> [What to work on]:
1/ In the excerpt on the German fascination with Native Americans, which Roman senator described the Germanic people in his piece "Germania"?
2/ Which lines of the records contain the string "button"? Copy each one, treating case as significant.

> [Selected excerpt]:
-------

Germans in realistically looking native-american clothing, meeting to build tepees, dance and study foreign cultures. About an unusual hobby, celebrated in the GDR.

Reading Time: 7 minutes

Germans in realistically looking native-american clothing, meeting to build tepees, dance and study foreign cultures. About an unusual hobby, celebrated in the GDR.

The Origins

Where is the German fascination for Native Americans coming from? H. Glenn Penny, professor for European history at the University of Iowa designated a whole chapter of his book “Kindred by choice” to answer this question. He writes that we can go back until the time of ancient Rome, when searching for the reasons of the German’s “Indian-Fascination”. The Roman senator Cornelius Tacitus described the Germanic people in his piece “Germania” as “a noble tribal population with a clear connection to the woods and grounds of Central Europe”. Again and again, Tacitus described the Germanic people in a way how later German authors would describe Native Americans. Penny remarks that Tacitus’ and later the work of German Adventure Writers aren’t flawless. Nevertheless, the Roman piece will be mentioned at different points throughout the history of German literature.

-------

[Entries on locating named things]
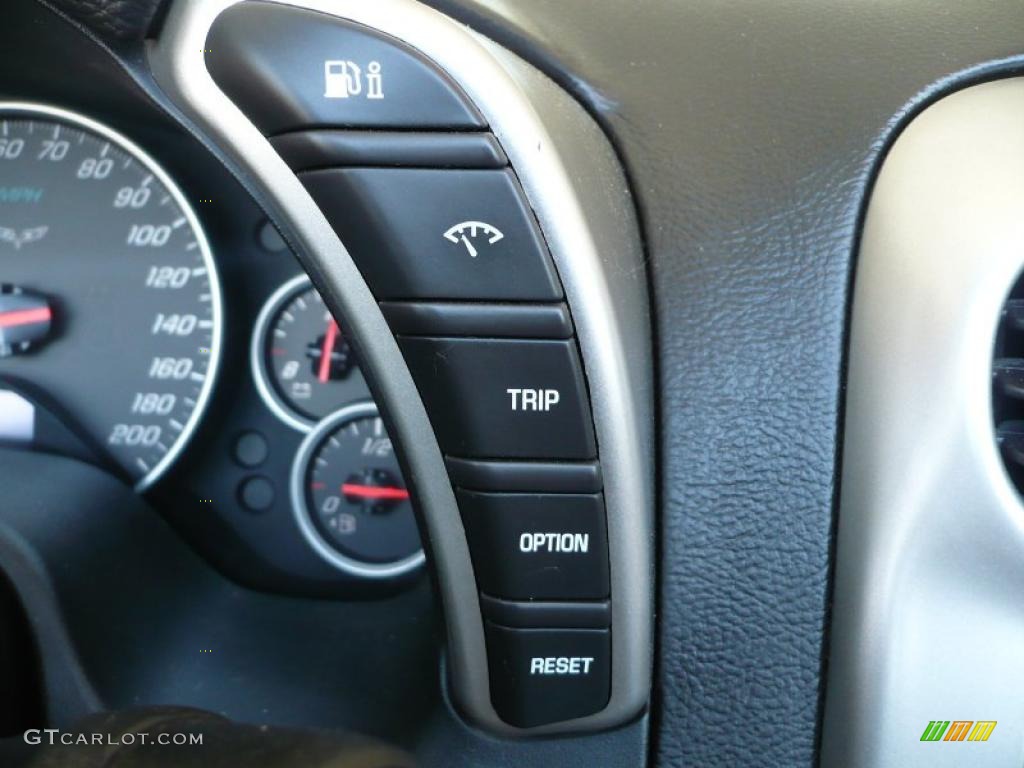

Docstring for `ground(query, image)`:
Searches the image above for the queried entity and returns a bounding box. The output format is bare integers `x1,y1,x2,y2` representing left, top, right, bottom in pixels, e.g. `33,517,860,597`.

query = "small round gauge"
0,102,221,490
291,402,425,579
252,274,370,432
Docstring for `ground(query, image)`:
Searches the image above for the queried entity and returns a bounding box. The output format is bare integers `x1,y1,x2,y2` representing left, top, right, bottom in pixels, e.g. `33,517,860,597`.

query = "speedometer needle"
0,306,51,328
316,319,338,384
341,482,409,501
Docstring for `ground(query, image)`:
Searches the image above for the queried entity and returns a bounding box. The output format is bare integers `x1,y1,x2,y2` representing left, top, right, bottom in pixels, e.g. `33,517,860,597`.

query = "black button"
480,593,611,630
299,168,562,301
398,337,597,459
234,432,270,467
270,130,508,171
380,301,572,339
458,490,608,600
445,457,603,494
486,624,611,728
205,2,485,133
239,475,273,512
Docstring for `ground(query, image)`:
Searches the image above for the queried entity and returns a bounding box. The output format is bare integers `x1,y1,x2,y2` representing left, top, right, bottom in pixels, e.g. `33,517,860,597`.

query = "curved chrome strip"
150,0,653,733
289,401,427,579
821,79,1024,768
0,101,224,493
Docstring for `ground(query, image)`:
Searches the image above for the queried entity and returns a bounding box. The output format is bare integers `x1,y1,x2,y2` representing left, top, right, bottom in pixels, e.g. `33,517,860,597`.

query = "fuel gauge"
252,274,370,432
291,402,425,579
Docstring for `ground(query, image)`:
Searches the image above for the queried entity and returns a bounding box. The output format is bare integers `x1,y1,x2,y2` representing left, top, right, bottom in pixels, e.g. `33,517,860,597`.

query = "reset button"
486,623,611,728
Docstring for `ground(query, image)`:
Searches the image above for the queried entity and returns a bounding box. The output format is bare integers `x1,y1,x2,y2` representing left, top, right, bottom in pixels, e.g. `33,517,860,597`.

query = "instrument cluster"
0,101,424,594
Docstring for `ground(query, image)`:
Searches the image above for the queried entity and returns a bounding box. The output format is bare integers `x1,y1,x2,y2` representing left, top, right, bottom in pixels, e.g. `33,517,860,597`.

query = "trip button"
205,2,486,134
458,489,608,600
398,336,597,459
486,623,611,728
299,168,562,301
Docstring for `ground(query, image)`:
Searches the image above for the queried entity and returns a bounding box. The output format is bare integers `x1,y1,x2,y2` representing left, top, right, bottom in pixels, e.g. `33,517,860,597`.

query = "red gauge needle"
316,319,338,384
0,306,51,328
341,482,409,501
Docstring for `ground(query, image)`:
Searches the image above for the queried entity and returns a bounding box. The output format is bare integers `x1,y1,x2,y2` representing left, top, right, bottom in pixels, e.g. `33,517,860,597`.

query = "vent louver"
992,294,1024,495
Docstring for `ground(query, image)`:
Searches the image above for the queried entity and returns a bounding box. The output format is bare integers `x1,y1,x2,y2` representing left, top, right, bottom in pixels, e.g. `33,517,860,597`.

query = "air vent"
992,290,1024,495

-------

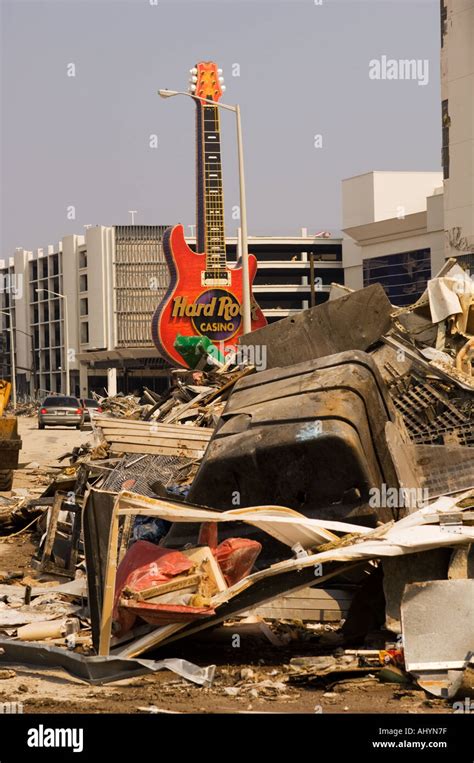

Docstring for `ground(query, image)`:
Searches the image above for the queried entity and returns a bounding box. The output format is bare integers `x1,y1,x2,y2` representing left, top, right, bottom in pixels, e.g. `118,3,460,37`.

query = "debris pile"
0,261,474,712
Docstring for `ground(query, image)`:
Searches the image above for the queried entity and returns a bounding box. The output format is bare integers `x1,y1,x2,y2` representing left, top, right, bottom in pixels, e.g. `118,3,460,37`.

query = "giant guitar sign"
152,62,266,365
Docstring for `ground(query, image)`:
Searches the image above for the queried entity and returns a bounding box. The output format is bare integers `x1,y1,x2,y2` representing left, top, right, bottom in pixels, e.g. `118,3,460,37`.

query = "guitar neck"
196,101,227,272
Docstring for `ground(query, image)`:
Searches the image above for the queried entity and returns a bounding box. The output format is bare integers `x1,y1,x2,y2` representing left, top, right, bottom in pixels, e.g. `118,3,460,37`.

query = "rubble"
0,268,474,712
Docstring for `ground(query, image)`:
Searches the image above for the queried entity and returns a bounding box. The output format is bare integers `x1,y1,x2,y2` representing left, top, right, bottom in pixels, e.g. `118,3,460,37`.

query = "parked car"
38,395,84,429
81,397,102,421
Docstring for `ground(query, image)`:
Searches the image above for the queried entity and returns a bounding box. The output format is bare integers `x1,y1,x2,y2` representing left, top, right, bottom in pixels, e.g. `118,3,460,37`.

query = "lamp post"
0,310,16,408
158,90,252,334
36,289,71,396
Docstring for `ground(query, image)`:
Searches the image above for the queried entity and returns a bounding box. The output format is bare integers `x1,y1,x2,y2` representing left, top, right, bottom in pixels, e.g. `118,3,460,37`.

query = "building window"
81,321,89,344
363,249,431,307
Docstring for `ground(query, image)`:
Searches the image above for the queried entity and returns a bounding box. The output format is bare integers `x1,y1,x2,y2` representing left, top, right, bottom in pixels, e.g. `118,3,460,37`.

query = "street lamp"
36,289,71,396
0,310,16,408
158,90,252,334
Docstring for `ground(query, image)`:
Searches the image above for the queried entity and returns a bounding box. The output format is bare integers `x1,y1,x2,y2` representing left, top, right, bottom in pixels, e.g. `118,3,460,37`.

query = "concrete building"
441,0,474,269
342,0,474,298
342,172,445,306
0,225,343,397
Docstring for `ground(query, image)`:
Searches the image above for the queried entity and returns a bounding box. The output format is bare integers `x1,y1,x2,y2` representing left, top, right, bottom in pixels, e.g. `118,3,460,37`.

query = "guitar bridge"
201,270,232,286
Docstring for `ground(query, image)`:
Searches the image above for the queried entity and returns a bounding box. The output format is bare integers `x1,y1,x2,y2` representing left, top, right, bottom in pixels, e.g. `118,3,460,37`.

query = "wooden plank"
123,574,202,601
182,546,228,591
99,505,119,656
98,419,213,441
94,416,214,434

-------

> [Written answers]:
1/ Cornelius Tacitus

2/
query = "black button"
query = "reset button"
query = "trip button"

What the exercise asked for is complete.